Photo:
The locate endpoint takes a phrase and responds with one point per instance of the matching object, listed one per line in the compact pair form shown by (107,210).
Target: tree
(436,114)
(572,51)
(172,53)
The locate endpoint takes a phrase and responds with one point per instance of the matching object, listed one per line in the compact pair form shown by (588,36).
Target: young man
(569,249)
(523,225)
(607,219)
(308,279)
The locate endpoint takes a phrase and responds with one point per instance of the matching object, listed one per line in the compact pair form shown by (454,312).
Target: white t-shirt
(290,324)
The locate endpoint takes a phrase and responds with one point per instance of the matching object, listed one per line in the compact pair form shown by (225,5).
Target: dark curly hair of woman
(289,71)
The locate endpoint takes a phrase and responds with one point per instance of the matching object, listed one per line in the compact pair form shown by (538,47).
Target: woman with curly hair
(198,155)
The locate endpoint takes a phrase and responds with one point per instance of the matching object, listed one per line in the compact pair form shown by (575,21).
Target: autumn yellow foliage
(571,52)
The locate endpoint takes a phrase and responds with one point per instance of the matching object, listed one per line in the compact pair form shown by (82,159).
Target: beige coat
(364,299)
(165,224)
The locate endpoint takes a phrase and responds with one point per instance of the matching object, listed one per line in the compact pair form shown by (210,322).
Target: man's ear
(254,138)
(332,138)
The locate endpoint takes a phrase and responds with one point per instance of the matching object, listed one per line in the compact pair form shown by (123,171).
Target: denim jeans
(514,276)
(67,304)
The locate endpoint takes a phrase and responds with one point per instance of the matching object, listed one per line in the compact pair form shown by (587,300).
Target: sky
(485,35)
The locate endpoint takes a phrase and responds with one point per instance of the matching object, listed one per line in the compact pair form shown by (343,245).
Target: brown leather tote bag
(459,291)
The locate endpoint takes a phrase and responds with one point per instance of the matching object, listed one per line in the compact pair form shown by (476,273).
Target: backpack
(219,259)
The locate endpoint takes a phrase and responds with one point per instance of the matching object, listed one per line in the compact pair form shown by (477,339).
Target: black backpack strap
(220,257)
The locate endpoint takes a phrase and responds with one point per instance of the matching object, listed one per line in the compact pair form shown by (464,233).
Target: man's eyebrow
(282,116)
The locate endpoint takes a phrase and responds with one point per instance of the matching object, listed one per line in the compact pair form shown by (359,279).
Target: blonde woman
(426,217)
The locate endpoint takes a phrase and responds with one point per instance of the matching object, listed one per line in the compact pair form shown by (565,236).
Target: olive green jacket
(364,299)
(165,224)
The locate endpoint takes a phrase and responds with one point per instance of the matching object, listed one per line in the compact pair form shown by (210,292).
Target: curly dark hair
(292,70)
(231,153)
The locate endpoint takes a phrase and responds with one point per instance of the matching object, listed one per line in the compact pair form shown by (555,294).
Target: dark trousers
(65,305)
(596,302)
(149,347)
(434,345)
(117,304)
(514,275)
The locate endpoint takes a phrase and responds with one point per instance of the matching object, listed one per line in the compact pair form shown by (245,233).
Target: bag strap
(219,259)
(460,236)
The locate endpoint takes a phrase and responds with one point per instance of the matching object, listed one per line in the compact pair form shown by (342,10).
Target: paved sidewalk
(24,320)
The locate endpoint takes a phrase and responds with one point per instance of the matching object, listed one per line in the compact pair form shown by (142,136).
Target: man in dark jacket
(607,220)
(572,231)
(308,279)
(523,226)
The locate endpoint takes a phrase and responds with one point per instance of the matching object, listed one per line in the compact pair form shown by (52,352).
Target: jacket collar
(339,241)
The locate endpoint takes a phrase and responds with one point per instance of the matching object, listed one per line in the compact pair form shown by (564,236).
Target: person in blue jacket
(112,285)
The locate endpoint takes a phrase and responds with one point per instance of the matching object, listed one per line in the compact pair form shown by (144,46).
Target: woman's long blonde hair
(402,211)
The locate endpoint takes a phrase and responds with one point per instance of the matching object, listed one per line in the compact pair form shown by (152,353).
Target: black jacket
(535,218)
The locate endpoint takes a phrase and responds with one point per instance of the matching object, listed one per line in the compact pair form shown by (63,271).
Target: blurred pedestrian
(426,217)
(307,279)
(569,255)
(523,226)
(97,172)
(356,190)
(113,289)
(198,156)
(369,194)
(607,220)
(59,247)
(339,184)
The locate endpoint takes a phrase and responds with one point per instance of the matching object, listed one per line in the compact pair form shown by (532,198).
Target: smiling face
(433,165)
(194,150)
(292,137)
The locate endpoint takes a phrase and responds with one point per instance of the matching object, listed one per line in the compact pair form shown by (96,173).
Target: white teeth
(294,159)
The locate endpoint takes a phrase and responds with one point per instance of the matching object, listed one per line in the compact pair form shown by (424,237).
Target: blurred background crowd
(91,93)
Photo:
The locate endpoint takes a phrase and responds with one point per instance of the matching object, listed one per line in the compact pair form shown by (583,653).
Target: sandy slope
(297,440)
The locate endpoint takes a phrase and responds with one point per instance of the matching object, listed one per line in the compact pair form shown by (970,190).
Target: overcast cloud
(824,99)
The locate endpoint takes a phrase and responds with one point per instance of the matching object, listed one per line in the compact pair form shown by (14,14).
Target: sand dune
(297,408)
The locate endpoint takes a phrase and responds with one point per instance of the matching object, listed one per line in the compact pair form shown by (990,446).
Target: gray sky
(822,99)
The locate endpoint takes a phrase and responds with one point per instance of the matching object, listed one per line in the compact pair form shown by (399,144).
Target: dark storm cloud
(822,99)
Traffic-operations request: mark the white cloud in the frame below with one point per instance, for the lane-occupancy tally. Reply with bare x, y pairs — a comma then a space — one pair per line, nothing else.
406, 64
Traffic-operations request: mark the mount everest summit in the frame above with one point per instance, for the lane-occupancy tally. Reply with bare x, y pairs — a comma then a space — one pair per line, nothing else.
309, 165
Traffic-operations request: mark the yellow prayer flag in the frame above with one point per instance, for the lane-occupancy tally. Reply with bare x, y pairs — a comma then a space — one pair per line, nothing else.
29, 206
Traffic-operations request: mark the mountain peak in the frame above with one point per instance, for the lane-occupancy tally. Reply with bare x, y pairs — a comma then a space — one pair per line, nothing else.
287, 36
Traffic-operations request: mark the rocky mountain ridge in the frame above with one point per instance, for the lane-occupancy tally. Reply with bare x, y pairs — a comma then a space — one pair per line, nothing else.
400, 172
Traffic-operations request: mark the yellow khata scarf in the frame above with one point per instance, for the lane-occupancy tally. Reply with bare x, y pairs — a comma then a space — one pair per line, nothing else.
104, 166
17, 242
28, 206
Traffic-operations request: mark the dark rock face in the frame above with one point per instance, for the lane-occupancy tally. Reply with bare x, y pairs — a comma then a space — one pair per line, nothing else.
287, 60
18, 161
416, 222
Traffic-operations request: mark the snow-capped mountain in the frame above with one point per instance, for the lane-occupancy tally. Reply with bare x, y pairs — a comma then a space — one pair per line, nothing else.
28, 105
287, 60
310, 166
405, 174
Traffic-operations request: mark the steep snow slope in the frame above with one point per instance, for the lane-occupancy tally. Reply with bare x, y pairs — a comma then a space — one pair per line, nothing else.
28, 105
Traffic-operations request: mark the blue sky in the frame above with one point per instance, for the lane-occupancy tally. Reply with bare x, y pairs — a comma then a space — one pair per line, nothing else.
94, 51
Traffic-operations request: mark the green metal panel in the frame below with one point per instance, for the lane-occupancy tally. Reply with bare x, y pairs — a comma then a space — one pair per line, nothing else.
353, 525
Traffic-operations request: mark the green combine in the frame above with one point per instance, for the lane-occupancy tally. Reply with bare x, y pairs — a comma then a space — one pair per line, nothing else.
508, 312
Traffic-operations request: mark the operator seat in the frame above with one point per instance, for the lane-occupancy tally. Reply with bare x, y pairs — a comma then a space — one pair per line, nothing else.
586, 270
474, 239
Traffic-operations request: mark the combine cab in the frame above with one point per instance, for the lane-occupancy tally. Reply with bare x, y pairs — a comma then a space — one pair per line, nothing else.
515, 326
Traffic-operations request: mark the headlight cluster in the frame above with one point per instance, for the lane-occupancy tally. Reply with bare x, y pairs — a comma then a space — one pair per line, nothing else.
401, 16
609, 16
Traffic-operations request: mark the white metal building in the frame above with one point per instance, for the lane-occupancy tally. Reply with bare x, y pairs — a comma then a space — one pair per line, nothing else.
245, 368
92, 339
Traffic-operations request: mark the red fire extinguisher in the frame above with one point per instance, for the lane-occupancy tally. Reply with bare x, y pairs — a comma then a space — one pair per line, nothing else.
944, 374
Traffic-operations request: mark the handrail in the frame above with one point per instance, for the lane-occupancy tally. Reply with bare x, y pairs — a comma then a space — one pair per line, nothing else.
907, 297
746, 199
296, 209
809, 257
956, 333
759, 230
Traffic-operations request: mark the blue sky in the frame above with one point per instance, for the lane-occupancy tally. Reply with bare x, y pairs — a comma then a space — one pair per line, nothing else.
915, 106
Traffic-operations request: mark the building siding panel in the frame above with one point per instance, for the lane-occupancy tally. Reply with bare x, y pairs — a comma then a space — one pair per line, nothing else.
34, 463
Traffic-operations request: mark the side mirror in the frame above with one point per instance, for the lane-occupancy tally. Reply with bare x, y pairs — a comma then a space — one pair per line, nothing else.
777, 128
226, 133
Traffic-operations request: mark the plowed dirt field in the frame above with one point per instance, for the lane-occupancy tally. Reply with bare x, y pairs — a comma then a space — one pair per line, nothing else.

* [PROBLEM STATEMENT]: Extract from the records above the lines from the one containing "Target: sand dune" to the one containing "shown by (399,144).", both lines included, exactly as they appear and with nothing else.

* [ANSWER BOX]:
Target: sand dune
(297,408)
The locate endpoint takes a phrase and responds with one point per instance of the matching object, listed one per line in the compact pair form shown by (990,446).
Target: gray sky
(822,99)
The locate endpoint takes a phrase and responds with one point per instance of the matching object, listed one per line in the compact pair form shown by (399,144).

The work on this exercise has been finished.